- STATED EXERCISE 1:
Which lines in the records below contain the string "bumper", with case counting? Copy each of those lines.

Start of DOCUMENT SEGMENT

This month we also feature a meaty excerpt from our interview with Nathan Dylan Goodwin, author of The Lost Ancestor (The Forensic Genealogist). (Premium subscribers can catch the full interview in Premium episode 124, to be published soon.) He tells us how he got started. We talk about the plot and characters and the challenges of creating genealogical mysteries with dangerous consequences for the present and more!
Mixed in with all this news and how-tos is an assorted cast of listeners-with-questions and an inspiring story about long-lost siblings reunited by radio. Enjoy!
Does using cloud storage for genealogy (like Dropbox) replace having a computer backup service like Backblaze?
Recently I heard from Jim in Midland, Texas, USA, who is a little perplexed:
“Hi Lisa, I’ve heard all your podcasts, some more than once, and I appreciate your tutelege of five years. I’m nearly 80 and some of the techie stuff is frustrating, but I’m still working at it.
You recommend Backblaze for cloud storage now. Does this mean that Backblaze is a replacement for Dropbox or do they serve different functions? I haven’t used either, but I am looking for a means of storing my information in a safe and retrievable place.”
Jim asks a great question! Dropbox and Backblaze are indeed different animals.
Dropbox is a temporary place to put active files you want to access from a variety of computing devices (such as a smartphone, iPad, your spouse’s computer, etc.) I think of it as Grand Central station for the files I’m actively working with.
You can install Dropbox on multiple computers and download the app to your various mobile devices so that any file stored there is accessible and synchronized. Many apps and devices build connection to Dropbox right in to their own service or device, making it super easy to access files.

End of DOCUMENT SEGMENT
Start of TASK MATERIAL

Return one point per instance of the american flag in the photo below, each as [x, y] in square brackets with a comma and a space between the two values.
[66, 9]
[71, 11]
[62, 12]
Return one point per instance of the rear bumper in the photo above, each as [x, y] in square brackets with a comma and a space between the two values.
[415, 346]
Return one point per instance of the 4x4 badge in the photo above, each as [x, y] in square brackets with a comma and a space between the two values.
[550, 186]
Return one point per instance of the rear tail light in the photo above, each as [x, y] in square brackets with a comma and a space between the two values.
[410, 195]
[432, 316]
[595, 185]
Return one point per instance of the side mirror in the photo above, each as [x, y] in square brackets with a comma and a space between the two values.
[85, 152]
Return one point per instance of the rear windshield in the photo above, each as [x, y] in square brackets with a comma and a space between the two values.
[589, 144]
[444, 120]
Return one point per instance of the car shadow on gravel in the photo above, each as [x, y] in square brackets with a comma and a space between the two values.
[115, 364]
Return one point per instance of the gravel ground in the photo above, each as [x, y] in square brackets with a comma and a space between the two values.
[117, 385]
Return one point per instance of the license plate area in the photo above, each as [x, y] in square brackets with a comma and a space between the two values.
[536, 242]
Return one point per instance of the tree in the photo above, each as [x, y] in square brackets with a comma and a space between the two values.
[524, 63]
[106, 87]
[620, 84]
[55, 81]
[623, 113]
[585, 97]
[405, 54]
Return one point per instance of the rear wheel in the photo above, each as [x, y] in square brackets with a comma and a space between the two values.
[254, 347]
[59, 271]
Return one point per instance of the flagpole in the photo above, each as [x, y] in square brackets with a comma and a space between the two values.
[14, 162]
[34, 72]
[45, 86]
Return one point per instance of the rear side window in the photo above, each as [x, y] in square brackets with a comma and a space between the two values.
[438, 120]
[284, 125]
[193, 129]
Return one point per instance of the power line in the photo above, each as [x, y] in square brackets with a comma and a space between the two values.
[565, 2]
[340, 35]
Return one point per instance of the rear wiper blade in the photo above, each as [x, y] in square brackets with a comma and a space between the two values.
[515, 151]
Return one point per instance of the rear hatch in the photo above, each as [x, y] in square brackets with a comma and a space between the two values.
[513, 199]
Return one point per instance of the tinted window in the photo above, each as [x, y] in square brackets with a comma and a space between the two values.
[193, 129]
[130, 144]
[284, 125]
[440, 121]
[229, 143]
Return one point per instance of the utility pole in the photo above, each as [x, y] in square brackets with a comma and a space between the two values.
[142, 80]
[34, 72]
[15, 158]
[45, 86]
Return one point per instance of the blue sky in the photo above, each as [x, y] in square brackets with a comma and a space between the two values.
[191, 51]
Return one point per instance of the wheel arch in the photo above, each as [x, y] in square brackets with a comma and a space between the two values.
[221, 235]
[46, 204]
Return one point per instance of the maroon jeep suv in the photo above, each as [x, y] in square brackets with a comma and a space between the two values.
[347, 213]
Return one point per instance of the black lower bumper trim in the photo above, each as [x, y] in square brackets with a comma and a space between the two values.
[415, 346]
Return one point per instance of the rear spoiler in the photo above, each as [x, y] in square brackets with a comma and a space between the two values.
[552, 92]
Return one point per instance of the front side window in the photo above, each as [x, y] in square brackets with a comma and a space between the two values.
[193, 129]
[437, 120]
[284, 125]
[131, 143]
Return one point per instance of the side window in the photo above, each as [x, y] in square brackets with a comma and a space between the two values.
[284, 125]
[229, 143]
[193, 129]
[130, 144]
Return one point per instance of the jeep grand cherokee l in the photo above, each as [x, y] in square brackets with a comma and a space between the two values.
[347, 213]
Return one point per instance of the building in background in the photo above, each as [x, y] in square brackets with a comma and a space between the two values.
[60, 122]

End of TASK MATERIAL

- STATED EXERCISE 2:
Which people are mentioned by name in the podcast excerpt above?

- EXERCISE ANSWER 1:
Return one point per instance of the rear bumper in the photo above, each as [x, y] in square brackets with a comma and a space between the two values.
Return one point per instance of the black lower bumper trim in the photo above, each as [x, y] in square brackets with a comma and a space between the two values.

- EXERCISE ANSWER 2:
Nathan Dylan Goodwin, Jim, Lisa